Testo della pagina:
::::::

Il suo nome torna a comparire sui taccuini degli osservatori di mezza Europa, com’era accaduto qualche anno prima, ma il club che riesce a bruciare la concorrenza è il Bologna.
Sartori e Di Vaio superano la frontiera con la cadenza degli “spalloni”, quelli che se vengono fermati alla dogana magari dicono di essere andati di là per comprare cioccolata.
E in effetti quattro milioni per assicurarsi le prestazioni di questo futuro campione (ha 21 anni: lasciatelo crescere…) sono un bel cioccolatino per il presidente Saputo.
Meno per i Friedkin, che passeranno alla storia pallonara per aver incassato poco meno di tre milioni dalla cessione di un calciatore di cui oggi è impossibile tracciare i confini.
Da De Rossi a… Nesta
Ecco, adesso che dal mazzo sbuca la terza maglia rossoblù della sua carriera, siamo arrivati al punto: qual è il vero ruolo di Calafiori? E qui, con un po’ di pazienza, ci si può realmente sbizzarrire.
Perché il ragazzo, “nato” terzino sinistro, se la cava alla grande un po’ ovunque. Da fluidificante, come detto, ma Thiago Motta gli ha chiesto ben altro, prima affidandogli le chiavi da centrale della difesa, poi da primo ispiratore della manovra (un tempo si sarebbe detto da regista arretrato).

::::::

Estratto dei dati:

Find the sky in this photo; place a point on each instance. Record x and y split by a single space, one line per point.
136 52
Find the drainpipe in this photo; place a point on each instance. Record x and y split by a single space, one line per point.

::::::

Lavoro richiesto:
Riscrivi parola per parola il passo dell'articolo su Calafiori da "Meno per i Friedkin, che" a "può realmente sbizzarrire.".

Soluzione:
Meno per i Friedkin, che passeranno alla storia pallonara per aver incassato poco meno di tre milioni dalla cessione di un calciatore di cui oggi è impossibile tracciare i confini.
Da De Rossi a… Nesta
Ecco, adesso che dal mazzo sbuca la terza maglia rossoblù della sua carriera, siamo arrivati al punto: qual è il vero ruolo di Calafiori? E qui, con un po’ di pazienza, ci si può realmente sbizzarrire.